EXERCISE PROMPT — Restate the full listing word for word and leave the pictures out.

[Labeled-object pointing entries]
..............................

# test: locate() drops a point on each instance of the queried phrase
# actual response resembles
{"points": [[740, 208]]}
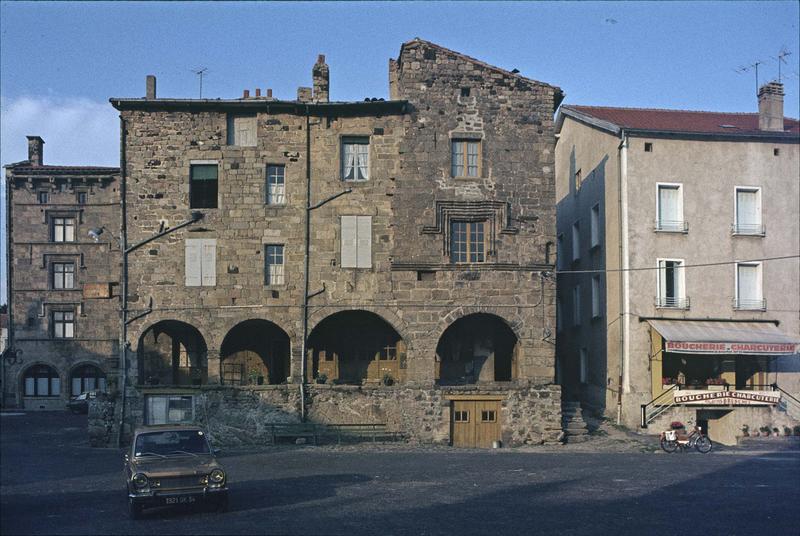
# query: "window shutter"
{"points": [[208, 264], [364, 246], [192, 262], [349, 242]]}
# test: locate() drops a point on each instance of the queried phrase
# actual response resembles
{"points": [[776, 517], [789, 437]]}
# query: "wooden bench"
{"points": [[293, 430], [373, 431]]}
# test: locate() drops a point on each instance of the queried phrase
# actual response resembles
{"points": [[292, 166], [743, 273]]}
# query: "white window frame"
{"points": [[595, 225], [753, 232], [761, 305], [596, 296], [680, 223], [681, 302], [576, 240]]}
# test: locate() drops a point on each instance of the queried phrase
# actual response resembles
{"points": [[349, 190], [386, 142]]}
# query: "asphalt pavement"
{"points": [[52, 482]]}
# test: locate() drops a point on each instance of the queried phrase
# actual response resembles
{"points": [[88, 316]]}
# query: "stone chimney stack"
{"points": [[770, 107], [321, 75], [35, 150], [151, 87]]}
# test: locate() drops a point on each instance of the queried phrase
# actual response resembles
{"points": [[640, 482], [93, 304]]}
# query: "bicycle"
{"points": [[672, 440]]}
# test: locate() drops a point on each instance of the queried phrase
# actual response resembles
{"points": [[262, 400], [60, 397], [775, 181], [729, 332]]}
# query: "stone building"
{"points": [[700, 210], [410, 242], [63, 312]]}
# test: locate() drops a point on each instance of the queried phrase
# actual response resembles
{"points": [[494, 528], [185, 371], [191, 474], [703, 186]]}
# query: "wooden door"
{"points": [[475, 423]]}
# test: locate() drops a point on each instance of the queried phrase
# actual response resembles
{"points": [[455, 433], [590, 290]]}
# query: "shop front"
{"points": [[708, 369]]}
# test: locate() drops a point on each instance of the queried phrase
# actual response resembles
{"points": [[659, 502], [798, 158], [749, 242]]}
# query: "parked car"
{"points": [[173, 465], [80, 403]]}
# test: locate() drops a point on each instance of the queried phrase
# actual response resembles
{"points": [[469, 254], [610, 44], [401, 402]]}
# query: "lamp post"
{"points": [[95, 234]]}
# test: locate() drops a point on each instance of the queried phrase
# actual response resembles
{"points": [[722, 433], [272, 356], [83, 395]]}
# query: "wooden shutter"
{"points": [[364, 243], [192, 263], [209, 262], [349, 242]]}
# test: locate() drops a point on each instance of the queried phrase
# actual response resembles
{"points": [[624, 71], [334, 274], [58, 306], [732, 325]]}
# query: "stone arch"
{"points": [[87, 379], [356, 346], [172, 352], [477, 347], [255, 351]]}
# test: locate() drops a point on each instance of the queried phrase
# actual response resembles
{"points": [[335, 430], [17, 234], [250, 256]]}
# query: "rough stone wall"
{"points": [[32, 253]]}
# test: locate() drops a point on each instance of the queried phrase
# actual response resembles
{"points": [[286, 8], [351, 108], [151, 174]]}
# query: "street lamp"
{"points": [[94, 234]]}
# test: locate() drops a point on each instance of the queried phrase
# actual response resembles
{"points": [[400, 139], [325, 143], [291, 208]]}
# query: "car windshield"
{"points": [[173, 442]]}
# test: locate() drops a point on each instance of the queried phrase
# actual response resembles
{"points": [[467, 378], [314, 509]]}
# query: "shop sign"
{"points": [[761, 348], [728, 398]]}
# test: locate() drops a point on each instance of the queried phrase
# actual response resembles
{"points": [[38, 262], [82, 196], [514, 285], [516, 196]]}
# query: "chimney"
{"points": [[770, 107], [151, 87], [35, 150], [321, 75]]}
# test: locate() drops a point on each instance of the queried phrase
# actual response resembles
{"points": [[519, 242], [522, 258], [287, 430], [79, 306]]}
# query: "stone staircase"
{"points": [[575, 430]]}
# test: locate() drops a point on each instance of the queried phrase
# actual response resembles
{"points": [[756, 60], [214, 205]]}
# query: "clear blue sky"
{"points": [[60, 62]]}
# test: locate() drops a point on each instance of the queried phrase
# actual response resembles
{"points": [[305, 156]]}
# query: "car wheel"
{"points": [[134, 509]]}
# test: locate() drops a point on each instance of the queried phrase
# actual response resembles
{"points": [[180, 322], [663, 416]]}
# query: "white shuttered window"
{"points": [[201, 262], [356, 241]]}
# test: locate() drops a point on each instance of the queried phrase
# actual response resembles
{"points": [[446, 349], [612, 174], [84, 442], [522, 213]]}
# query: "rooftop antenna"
{"points": [[752, 67], [200, 72]]}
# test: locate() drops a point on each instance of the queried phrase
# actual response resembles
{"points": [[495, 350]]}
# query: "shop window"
{"points": [[356, 242], [63, 324], [203, 185], [63, 275], [42, 380], [276, 185], [465, 158], [169, 409], [467, 241], [87, 378], [63, 229], [273, 267], [355, 159], [242, 130]]}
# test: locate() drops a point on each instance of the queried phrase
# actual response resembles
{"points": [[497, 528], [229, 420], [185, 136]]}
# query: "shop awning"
{"points": [[709, 337]]}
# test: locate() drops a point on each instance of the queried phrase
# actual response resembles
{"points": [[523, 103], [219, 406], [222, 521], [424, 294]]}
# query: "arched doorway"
{"points": [[356, 347], [476, 348], [86, 378], [172, 353], [255, 352]]}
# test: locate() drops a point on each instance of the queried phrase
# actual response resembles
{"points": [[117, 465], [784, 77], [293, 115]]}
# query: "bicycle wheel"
{"points": [[703, 444], [669, 446]]}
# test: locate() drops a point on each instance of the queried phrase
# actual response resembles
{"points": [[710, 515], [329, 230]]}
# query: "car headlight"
{"points": [[217, 476], [140, 480]]}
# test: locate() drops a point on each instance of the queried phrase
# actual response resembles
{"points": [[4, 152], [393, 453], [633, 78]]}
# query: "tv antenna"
{"points": [[200, 73], [752, 67]]}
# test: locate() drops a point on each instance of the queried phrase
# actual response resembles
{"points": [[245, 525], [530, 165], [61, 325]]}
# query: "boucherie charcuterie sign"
{"points": [[760, 348], [728, 398]]}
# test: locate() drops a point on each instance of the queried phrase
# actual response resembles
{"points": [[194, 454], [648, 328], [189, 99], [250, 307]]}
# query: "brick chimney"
{"points": [[321, 75], [770, 107], [151, 87], [35, 150]]}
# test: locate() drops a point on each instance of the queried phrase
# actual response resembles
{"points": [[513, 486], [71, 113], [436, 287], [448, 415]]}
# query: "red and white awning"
{"points": [[709, 337]]}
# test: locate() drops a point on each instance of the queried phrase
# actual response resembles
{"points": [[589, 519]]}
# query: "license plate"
{"points": [[179, 500]]}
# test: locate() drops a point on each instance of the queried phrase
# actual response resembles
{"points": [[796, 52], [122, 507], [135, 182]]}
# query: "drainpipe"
{"points": [[622, 198]]}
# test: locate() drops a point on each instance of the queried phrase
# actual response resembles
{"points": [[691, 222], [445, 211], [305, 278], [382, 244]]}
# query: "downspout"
{"points": [[304, 349], [622, 198], [123, 244]]}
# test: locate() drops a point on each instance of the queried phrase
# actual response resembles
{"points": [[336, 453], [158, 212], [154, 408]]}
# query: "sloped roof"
{"points": [[682, 121]]}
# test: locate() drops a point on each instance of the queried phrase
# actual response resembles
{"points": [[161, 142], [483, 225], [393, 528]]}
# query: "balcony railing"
{"points": [[669, 302], [749, 229], [672, 226], [749, 305]]}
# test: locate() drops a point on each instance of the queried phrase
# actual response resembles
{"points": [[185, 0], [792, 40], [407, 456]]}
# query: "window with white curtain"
{"points": [[748, 211], [669, 208], [749, 287], [355, 159]]}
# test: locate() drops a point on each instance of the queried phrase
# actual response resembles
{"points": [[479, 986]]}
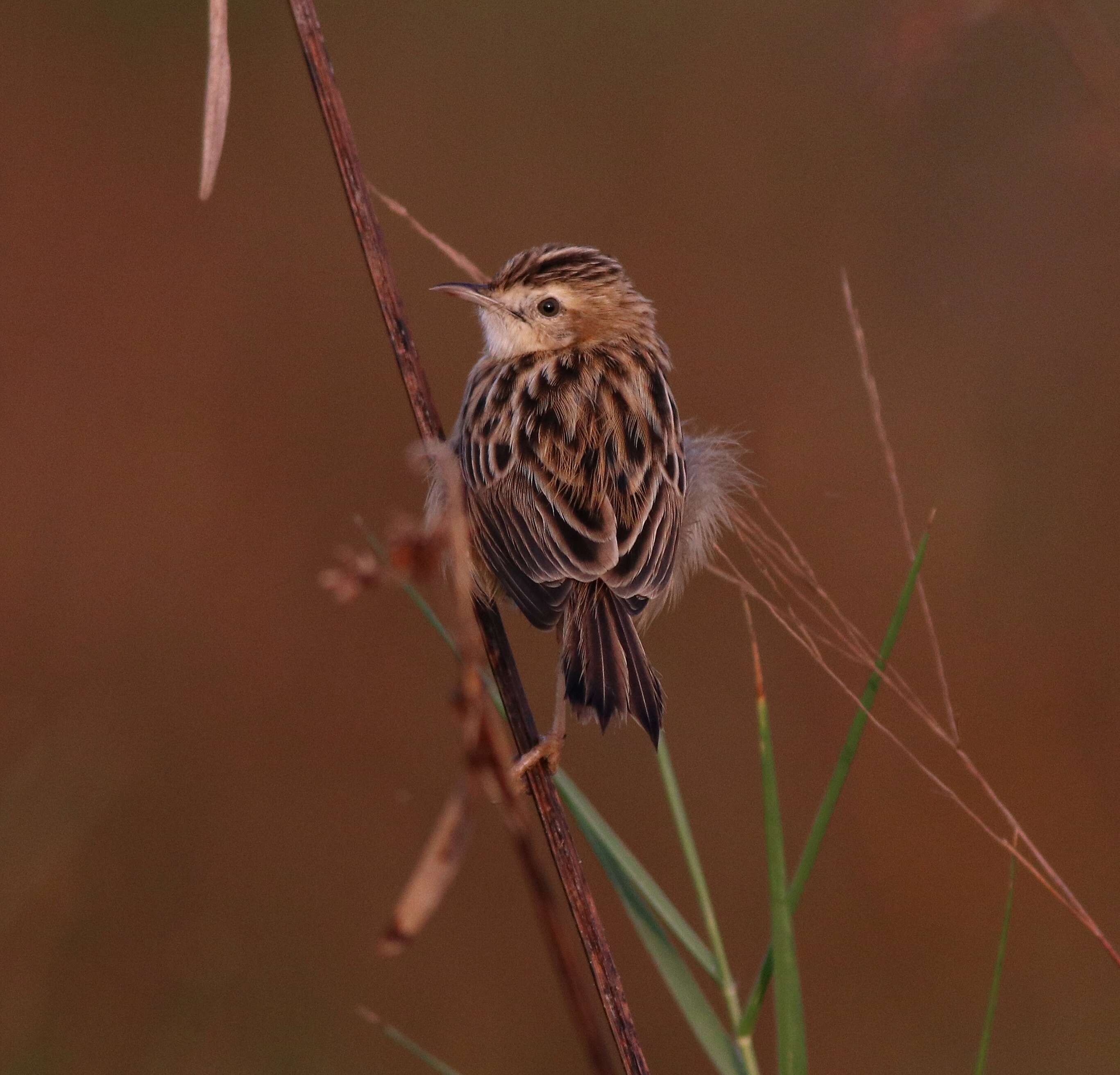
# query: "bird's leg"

..............................

EXERCISE OUTPUT —
# test: locate() drops a point on each instance of the queried phrase
# actual response resembles
{"points": [[740, 208]]}
# query: "window shutter"
{"points": [[208, 264], [364, 246], [192, 262], [349, 242]]}
# test: locate() drops a point on each instance of the queried phrase
# actual response resembles
{"points": [[776, 517], [789, 437]]}
# query: "wooden bench"
{"points": [[293, 430], [373, 431]]}
# test: locate() drops a point on each instance of the queried phrase
# actual response resembles
{"points": [[292, 166], [743, 273]]}
# query: "white window frame"
{"points": [[595, 225], [753, 232], [761, 305], [596, 296], [680, 223], [681, 302], [576, 240]]}
# test: locate() drops a point on each instance of the queried phrase
# actual response resembles
{"points": [[349, 190], [386, 142]]}
# query: "asphalt pavement"
{"points": [[52, 482]]}
# test: locate() drops a point on each instance of the queried phrase
# actual response resembles
{"points": [[88, 316]]}
# query: "stone chimney stack"
{"points": [[770, 107], [321, 75], [35, 150], [151, 87]]}
# test: locate() drops a point on each instance of the queried phrase
# actual response resembles
{"points": [[640, 482], [93, 304]]}
# query: "bicycle"
{"points": [[672, 440]]}
# test: locate() drops a point on each instance of the queried phrase
# actual response resembles
{"points": [[262, 400], [60, 397], [775, 181], [729, 332]]}
# query: "stone building"
{"points": [[700, 210], [410, 242], [63, 312]]}
# test: locate() drops a point on each instance of the queried phrase
# actual response resembles
{"points": [[494, 528], [185, 371], [191, 474], [703, 186]]}
# query: "wooden door"
{"points": [[475, 423]]}
# test: locate() drops a point on each instance of the queried phrase
# actual response resembles
{"points": [[455, 433], [590, 290]]}
# query: "shop front"
{"points": [[708, 369]]}
# test: locate() drops a point on each instance of the queried phrase
# actual response resembles
{"points": [[659, 502], [798, 158], [749, 242]]}
# query: "parked car"
{"points": [[173, 465], [80, 403]]}
# test: locate() drops a point on each instance of the queried phrase
# actual response resembles
{"points": [[469, 254], [610, 44], [401, 402]]}
# query: "lamp post"
{"points": [[95, 234]]}
# test: locate() drops a point on each instance of the queried phrase
# actual response resembles
{"points": [[722, 433], [272, 356], [83, 395]]}
# query: "wooden shutter"
{"points": [[364, 243], [192, 263], [209, 262], [349, 242]]}
# test: locate() drops a point on each instance of the queried phrase
# actual response resembles
{"points": [[624, 71], [334, 274], [58, 306], [732, 325]]}
# query: "stone arch"
{"points": [[87, 379], [356, 346], [172, 352], [477, 347], [255, 351]]}
# test: locate() drops a point on each instance of the queried phrase
# actual response resembles
{"points": [[335, 430], [17, 234], [250, 256]]}
# query: "rough stone wall"
{"points": [[32, 253]]}
# test: locate() drops a point on each instance of the queried phrase
# actual response resembles
{"points": [[286, 8], [351, 108], [151, 174]]}
# query: "street lamp"
{"points": [[94, 234]]}
# test: locate() drops a point on each instance of the queried phrase
# actual response resembles
{"points": [[400, 139], [325, 143], [291, 208]]}
# query: "car windshield"
{"points": [[173, 442]]}
# test: locate() drops a point on each instance of the queried phrase
# actual response resembles
{"points": [[467, 378], [314, 509]]}
# query: "shop sign"
{"points": [[761, 348], [728, 398]]}
# test: locate() drops a point on each instance of the queried phrase
# actual response resembles
{"points": [[38, 262], [82, 196], [514, 285], [516, 196]]}
# query: "chimney"
{"points": [[770, 107], [151, 87], [35, 150], [321, 75]]}
# test: locate() drops a point on each instance of the queried phrase
# actual response resembles
{"points": [[519, 242], [522, 258], [287, 430], [79, 306]]}
# query: "stone staircase"
{"points": [[575, 430]]}
# test: locate() drops a point on each instance of the queried phrase
# actual response resembles
{"points": [[756, 60], [214, 205]]}
# query: "clear blue sky"
{"points": [[60, 62]]}
# test: locate() drops a point on each instance of the queried phrase
# actual response resembles
{"points": [[305, 156]]}
# query: "car wheel"
{"points": [[134, 509]]}
# test: locate() drops a point on each instance of the queried phrase
# actual response resembles
{"points": [[180, 322], [663, 416]]}
# query: "white shuttered window"
{"points": [[201, 262], [356, 241]]}
# test: locate() drops a point on each instance of the queried phrase
# actual response resembles
{"points": [[446, 349], [612, 174], [84, 442], [522, 213]]}
# query: "rooftop antenna"
{"points": [[752, 67], [200, 72]]}
# test: locate() drops a point on each instance of the queried phrase
# actual response resembles
{"points": [[495, 350]]}
# query: "shop window"
{"points": [[356, 242], [63, 324], [203, 185], [63, 275], [42, 380], [276, 185], [465, 158], [169, 409], [467, 241], [87, 378], [63, 229], [273, 267], [355, 159], [242, 130]]}
# test: locate() drops a point on each instance of the queried phrase
# actual response resembles
{"points": [[497, 528], [229, 420], [185, 136]]}
# query: "shop awning"
{"points": [[709, 337]]}
# test: locate() drops a point on each instance of the queried phrase
# actual response resembles
{"points": [[523, 103], [219, 406], [222, 521], [424, 294]]}
# query: "arched doorway"
{"points": [[356, 347], [476, 348], [86, 378], [172, 353], [255, 352]]}
# test: locate() drops a point on each instance of the queried phrase
# actual response resembles
{"points": [[117, 465], [784, 77], [293, 115]]}
# query: "bicycle wheel"
{"points": [[703, 444], [669, 446]]}
# test: locate() drops a point on each instance of the queried phrase
# actual response resembles
{"points": [[710, 515], [329, 230]]}
# query: "car headlight"
{"points": [[217, 476], [140, 480]]}
# test: locate() drops a point on each instance of the queried phrase
# actual response resembles
{"points": [[4, 152], [393, 453], [633, 78]]}
# query: "tv antenna"
{"points": [[200, 73], [752, 67]]}
# test: locate() drops a point on each instance of the queried phrase
# actual response resembles
{"points": [[245, 525], [530, 165], [61, 325]]}
# query: "boucherie charcuterie sign"
{"points": [[760, 348], [728, 398]]}
# test: locate() drops a point on each instance of the queried phrase
# actual response resembles
{"points": [[194, 454], [648, 328], [189, 99], [250, 307]]}
# query: "brick chimney"
{"points": [[321, 75], [770, 107], [151, 87], [35, 150]]}
# test: locate() drops a point on each instance of the queried phrase
# actual response resembles
{"points": [[513, 486], [71, 113], [436, 287], [448, 415]]}
# query: "red and white awning"
{"points": [[709, 337]]}
# test: locate() drops a point on each instance of the queried phrase
# actual response resembles
{"points": [[589, 519]]}
# query: "license plate"
{"points": [[179, 500]]}
# test: locate() drops a point on each instance of the queried phrase
# actual response resembles
{"points": [[796, 52], [122, 507], [135, 182]]}
# query: "drainpipe"
{"points": [[622, 198]]}
# test: locate() drops a point on each instance of the queried phrase
# actual response resembles
{"points": [[691, 222], [445, 211], [305, 278], [382, 244]]}
# query: "downspout"
{"points": [[304, 349], [622, 198], [123, 244]]}
# test: locate() drops a point on each instance of the queried phrase
# actual response resembles
{"points": [[336, 453], [158, 212], [154, 408]]}
# query: "sloped roof"
{"points": [[682, 121]]}
# test: locate() drops a point on each instance of the queried phrase
# actual response resembles
{"points": [[161, 142], [483, 225], [393, 528]]}
# query: "balcony railing"
{"points": [[669, 302], [749, 229], [672, 226], [749, 305]]}
# test: locate() drops a point on each instance of the queried phrase
# actual response resembles
{"points": [[185, 0], [792, 40], [407, 456]]}
# query: "window with white curtain"
{"points": [[748, 211], [669, 208], [749, 287], [355, 159]]}
# test: locate() drops a point on each instance of the queried phrase
# actual response resembles
{"points": [[479, 986]]}
# query: "bird's leg"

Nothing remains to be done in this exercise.